● Given problem: Convert the data below into a Markdown table with two columns, Row and Line. Number the rows in order and put each line of the data in the Line column, omitting blank lines.

● Supplied entries:
+---+
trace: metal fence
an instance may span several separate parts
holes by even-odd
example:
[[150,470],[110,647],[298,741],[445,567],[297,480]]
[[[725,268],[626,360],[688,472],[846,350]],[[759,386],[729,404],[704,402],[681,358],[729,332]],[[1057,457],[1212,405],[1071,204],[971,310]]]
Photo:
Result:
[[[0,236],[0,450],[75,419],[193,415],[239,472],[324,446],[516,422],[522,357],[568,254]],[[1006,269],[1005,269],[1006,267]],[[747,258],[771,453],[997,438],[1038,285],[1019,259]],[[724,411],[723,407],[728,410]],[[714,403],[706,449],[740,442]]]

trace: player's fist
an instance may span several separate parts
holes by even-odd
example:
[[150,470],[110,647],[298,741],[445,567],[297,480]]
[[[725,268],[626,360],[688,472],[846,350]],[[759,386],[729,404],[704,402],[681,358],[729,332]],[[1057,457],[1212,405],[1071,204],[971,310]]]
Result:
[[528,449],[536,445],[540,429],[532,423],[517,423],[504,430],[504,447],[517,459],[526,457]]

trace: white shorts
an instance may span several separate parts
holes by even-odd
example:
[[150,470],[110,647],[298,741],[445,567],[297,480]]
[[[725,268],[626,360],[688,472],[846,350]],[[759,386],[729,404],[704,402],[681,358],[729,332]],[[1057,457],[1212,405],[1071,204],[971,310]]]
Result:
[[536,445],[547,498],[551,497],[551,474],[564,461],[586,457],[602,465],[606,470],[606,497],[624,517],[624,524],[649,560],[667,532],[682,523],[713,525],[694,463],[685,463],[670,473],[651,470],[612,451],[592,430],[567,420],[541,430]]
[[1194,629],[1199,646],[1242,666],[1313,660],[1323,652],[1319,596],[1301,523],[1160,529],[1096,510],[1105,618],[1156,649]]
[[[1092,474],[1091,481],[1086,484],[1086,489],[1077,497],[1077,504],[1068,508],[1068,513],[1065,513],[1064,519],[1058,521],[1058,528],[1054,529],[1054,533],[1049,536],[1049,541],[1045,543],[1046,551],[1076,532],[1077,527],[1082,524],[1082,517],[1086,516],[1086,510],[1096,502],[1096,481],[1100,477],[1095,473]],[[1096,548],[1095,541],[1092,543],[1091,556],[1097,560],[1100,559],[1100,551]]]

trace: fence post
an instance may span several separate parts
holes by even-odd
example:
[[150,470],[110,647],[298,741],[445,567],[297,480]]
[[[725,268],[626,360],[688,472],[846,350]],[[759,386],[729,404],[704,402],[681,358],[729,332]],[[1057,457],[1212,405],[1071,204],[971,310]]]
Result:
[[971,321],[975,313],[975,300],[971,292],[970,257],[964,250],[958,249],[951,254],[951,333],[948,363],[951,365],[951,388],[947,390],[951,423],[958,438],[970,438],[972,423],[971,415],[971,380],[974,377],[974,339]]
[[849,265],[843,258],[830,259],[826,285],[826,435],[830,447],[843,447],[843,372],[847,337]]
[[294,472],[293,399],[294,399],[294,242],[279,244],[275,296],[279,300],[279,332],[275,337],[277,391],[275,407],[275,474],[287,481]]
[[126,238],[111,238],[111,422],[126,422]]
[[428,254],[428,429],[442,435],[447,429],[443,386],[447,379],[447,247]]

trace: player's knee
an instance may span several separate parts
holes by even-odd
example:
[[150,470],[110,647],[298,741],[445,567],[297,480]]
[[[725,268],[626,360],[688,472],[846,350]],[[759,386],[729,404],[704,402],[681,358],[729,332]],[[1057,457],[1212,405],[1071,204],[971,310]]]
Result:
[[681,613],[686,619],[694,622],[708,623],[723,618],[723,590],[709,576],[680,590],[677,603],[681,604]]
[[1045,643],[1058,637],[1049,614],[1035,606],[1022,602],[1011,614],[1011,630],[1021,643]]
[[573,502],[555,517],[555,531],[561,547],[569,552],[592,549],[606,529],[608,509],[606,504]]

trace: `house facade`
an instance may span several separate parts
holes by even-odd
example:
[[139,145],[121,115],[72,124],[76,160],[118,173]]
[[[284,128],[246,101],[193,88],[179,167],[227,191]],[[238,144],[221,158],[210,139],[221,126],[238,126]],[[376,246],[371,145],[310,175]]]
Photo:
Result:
+---+
● Solution to the problem:
| Row | Line |
|---|---|
| 1 | trace: metal fence |
| 2 | an instance may span several separate parts |
| 3 | holes by even-odd |
| 4 | example: |
| 5 | [[150,470],[110,647],[298,741],[445,567],[297,480]] |
| 6 | [[[725,268],[626,360],[688,472],[846,350]],[[759,386],[729,404],[704,402],[681,358],[729,332]],[[1057,457],[1212,405],[1071,204],[971,310]]] |
| 7 | Photo: |
| 8 | Result: |
| 9 | [[[0,236],[0,450],[75,419],[193,415],[239,472],[324,446],[516,422],[522,357],[568,254]],[[1006,269],[1005,269],[1006,267]],[[747,258],[771,453],[997,438],[1038,285],[1019,259]],[[724,411],[723,407],[728,410]],[[714,403],[706,449],[740,442]]] |
| 10 | trace: player's fist |
| 11 | an instance may span several separate parts |
| 12 | holes by even-odd |
| 13 | example: |
| 14 | [[150,470],[110,647],[298,741],[445,567],[297,480]] |
| 15 | [[[725,268],[626,360],[688,472],[846,350]],[[759,386],[729,404],[704,402],[681,358],[729,332]],[[1057,457],[1212,405],[1071,204],[971,310]]] |
| 16 | Result: |
| 17 | [[528,449],[536,445],[540,429],[532,423],[517,423],[504,430],[504,447],[517,459],[526,457]] |
| 18 | trace: white shorts |
| 19 | an instance may span several separate parts |
| 20 | holes by even-odd |
| 21 | example: |
| 22 | [[150,470],[110,647],[298,741],[445,567],[297,480]] |
| 23 | [[[725,268],[626,360],[688,472],[846,350]],[[759,386],[729,404],[704,402],[681,358],[729,332]],[[1057,457],[1212,405],[1071,204],[971,310]]] |
| 24 | Result: |
| 25 | [[536,445],[547,498],[551,497],[551,474],[564,461],[586,457],[602,465],[606,470],[606,497],[624,517],[624,524],[649,560],[667,532],[682,523],[713,525],[694,463],[685,463],[670,473],[651,470],[612,451],[592,430],[567,420],[541,430]] |
| 26 | [[1194,629],[1199,646],[1242,666],[1313,660],[1323,652],[1319,596],[1301,523],[1160,529],[1096,510],[1105,618],[1156,649]] |
| 27 | [[[1092,474],[1091,481],[1086,484],[1086,489],[1077,497],[1077,504],[1068,508],[1068,513],[1065,513],[1064,519],[1058,521],[1058,528],[1054,529],[1054,533],[1049,536],[1049,541],[1045,543],[1046,551],[1076,532],[1077,527],[1082,524],[1082,517],[1086,516],[1086,510],[1096,502],[1096,481],[1100,477],[1095,473]],[[1096,548],[1095,541],[1092,543],[1091,556],[1097,560],[1100,559],[1100,551]]] |
| 28 | trace: fence post |
| 29 | an instance may span several separate parts |
| 30 | holes by even-odd |
| 31 | example: |
| 32 | [[150,470],[110,647],[298,741],[445,567],[297,480]] |
| 33 | [[[725,268],[626,360],[688,472],[846,350]],[[759,386],[729,404],[704,402],[681,358],[729,332]],[[1057,457],[1212,405],[1071,204],[971,310]]] |
| 34 | Result: |
| 35 | [[971,321],[975,313],[975,300],[971,292],[970,257],[964,250],[958,249],[951,254],[951,333],[948,363],[951,365],[951,388],[947,390],[951,423],[958,438],[970,438],[972,423],[971,415],[971,380],[974,377],[974,339]] |
| 36 | [[849,265],[843,258],[830,259],[826,285],[826,435],[830,447],[843,447],[843,372],[847,337]] |
| 37 | [[294,472],[293,399],[294,399],[294,242],[279,244],[275,296],[279,300],[279,332],[275,337],[277,391],[275,407],[275,474],[287,481]] |
| 38 | [[126,238],[111,238],[111,422],[126,422]] |
| 39 | [[428,254],[428,429],[442,435],[447,429],[443,386],[447,379],[447,247]] |
| 40 | trace: player's knee |
| 41 | an instance may span several separate parts |
| 42 | holes by even-odd |
| 43 | example: |
| 44 | [[150,470],[110,647],[298,741],[445,567],[297,480]] |
| 45 | [[[725,268],[626,360],[688,472],[846,350]],[[759,386],[729,404],[704,402],[681,358],[729,332]],[[1057,457],[1212,405],[1071,204],[971,310]]] |
| 46 | Result: |
| 47 | [[681,613],[686,619],[694,622],[708,623],[723,618],[723,590],[709,576],[680,590],[677,603],[681,604]] |
| 48 | [[1045,643],[1058,637],[1049,614],[1035,606],[1022,602],[1011,614],[1011,630],[1021,643]] |
| 49 | [[573,502],[555,517],[555,531],[561,547],[569,552],[592,549],[606,529],[608,509],[606,504]] |
| 50 | trace: `house facade` |
| 51 | an instance may span several separate parts |
| 52 | holes by even-odd |
| 53 | example: |
| 54 | [[139,145],[121,115],[72,124],[76,160],[118,173]] |
| 55 | [[[284,128],[246,101],[193,88],[179,167],[227,191]],[[238,144],[221,158],[210,139],[221,126],[238,126]],[[376,246],[371,145],[310,175]]] |
| 56 | Photo: |
| 57 | Result: |